## Reading text
Abnormal cystometric capacity can be either too small or too large. Small capacity may result from involuntary bladder contractions, bladder pain, impaired compliance, or bladder oversensitivity. Yoon and Swift [12] defined abnormally small maximum cystometric capacity as less than 300 ml but advised using caution in interpreting low cystometric capacity as abnormal in the setting of a normal functional bladder capacity on frequency–volume charts. Large capacity may result from poor or absent bladder sensation during filling or neurologic bladder dysfunction. Large bladder capacity, outside of the range of normal, is generally not interpreted to be pathologic in the absence of neurologic disease. Artifact, as noted above, from catheter placement, filling rate, media temperature, media type, patient positioning, provocative measures such as coughing, patient discomfort or patient anxiety may impact reliability of this measure [13, 14]. For example, during cystometry a patient is generally positioned in either the seated or the standing position for the duration of the test. When completing a 24-h frequency–volume chart a patient generally changes body positions throughout the day and night with the largest voided volumes generally recorded after sleeping in the recumbent position. The impact of patient position on the variability in daytime voided volumes has not been reported. Faster filling rates during cystometry have been shown to produce lower maximum cystometric capacity measures [13]. Room temperature filling media which is much cooler than body temperature urine has been shown to result in lower maximum cystometric capacity measures as well [14]. The non-physiologic fill rate used during urodynamic testing may impact bladder sensations as well as bladder compliance. Prior studies have shown that supra-physiologic fill rates used during urodynamic testing produce an increase in bladder wall pressure and a decrease in bladder compliance [15]. It is unclear if bladder wall pressure influences bladder sensation and ultimately diminishes maximum cystometric capacity.
Relation to Functional Capacity
Frequency–volume charts and bladder diaries are felt to be more accurate representations of true bladder capacity since these measures document the patients voiding patterns in a more natural environment than cystometry during urodynamic testing. However, the act of keeping the journal may influence voiding patterns making the patient more in tune with their bladder sensations. Diokno et al. [16] reported that moderate correlation exists between functional bladder capacity and cystometric capacity thus establishing validity of the cystometric bladder capacity measure (r = 0.493, p < 0.01). Further studies on women with incontinence confirmed correlation between the two measures but showed a statistically significant difference in volumes obtained, with a smaller volume recorded at the time of cystometry. Thus they interpreted the data as displaying a weak clinical relationship between the two measures [12]. Yoon and Swift report poor positive predictive value (51.4 %) of cystometry in detecting abnormalities in bladder capacity but good negative predictive value (84.0 %). Thus, normal bladder capacity during cystometry correlates strongly with normal functional bladder capacity.

## Brief 1
In the passage on cystometric capacity, below what volume did Yoon and Swift define maximum cystometric capacity as abnormally small?
## Brief 2
Please carry on the passage on cystometric capacity, starting after its final sentence.

Image-grounded pointing records:

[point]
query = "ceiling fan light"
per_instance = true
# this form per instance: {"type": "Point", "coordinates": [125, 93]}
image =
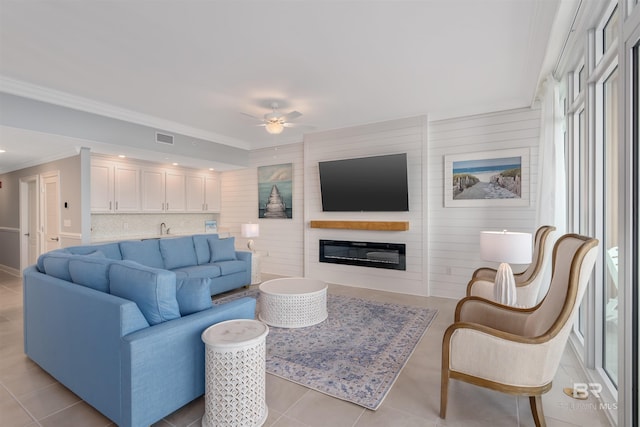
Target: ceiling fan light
{"type": "Point", "coordinates": [274, 128]}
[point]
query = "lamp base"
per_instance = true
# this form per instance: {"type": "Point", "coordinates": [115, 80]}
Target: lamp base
{"type": "Point", "coordinates": [504, 291]}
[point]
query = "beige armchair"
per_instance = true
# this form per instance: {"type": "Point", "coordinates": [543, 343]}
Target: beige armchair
{"type": "Point", "coordinates": [529, 282]}
{"type": "Point", "coordinates": [515, 350]}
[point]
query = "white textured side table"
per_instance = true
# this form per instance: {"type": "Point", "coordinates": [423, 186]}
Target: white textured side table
{"type": "Point", "coordinates": [293, 302]}
{"type": "Point", "coordinates": [235, 374]}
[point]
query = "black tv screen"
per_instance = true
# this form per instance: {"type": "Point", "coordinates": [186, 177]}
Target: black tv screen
{"type": "Point", "coordinates": [368, 184]}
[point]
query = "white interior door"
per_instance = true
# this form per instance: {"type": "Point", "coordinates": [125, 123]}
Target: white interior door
{"type": "Point", "coordinates": [51, 211]}
{"type": "Point", "coordinates": [29, 224]}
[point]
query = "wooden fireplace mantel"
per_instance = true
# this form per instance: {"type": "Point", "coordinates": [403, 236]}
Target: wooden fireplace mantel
{"type": "Point", "coordinates": [362, 225]}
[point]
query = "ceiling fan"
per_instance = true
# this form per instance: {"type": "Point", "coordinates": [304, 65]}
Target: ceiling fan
{"type": "Point", "coordinates": [275, 121]}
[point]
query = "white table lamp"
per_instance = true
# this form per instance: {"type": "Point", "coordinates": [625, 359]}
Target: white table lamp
{"type": "Point", "coordinates": [505, 247]}
{"type": "Point", "coordinates": [249, 231]}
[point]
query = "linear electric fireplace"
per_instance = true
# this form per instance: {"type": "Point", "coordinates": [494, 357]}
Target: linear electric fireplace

## Task result 1
300 ml.

## Task result 2
Videourodynamic Assessment
Radiologic imaging of the bladder and urethra during urodynamic testing can be performed with synchronous fluoroscopy termed videocystourethrography. This is generally reserved for patients with more complex clinical presentations or those with neurologic dysfunction. Concomitant imaging of the bladder and urethra allows direct observation of the effects of bladder events. During bladder filling and at capacity, an assessment of bladder shape, position with respect to the pubic symphysis, conformation of the bladder neck, diverticuli and vesicoureteral reflux (VUR) is undertaken (Fig. 11.2a, b). Leakage of urine can be detected at earlier time points and at smaller volumes using fluoroscopy than the standard uroflow sensor.
(a and b) Videofluoroscopic images corresponding to maximum cystometric capacity showing a smooth contoured bladder without evidence of diverticuli, vesicoureteral reflux, bladder neck funneling, or bladder prolapse
Urodynamic Examples of Conditions of Altered Capacity
Bladder oversensitivity is defined as an increase in bladder sensation or urgency that may occur during filling cystometry in the absence of a rise in detrusor pressure [1]. This term is reserved for situations where sensations are reported at volumes felt to be lower than normal. Generally an early first sensation, an early first desire to void, an early strong desire to void, and low maximum cystometric capacity are noted (Fig. 11.3).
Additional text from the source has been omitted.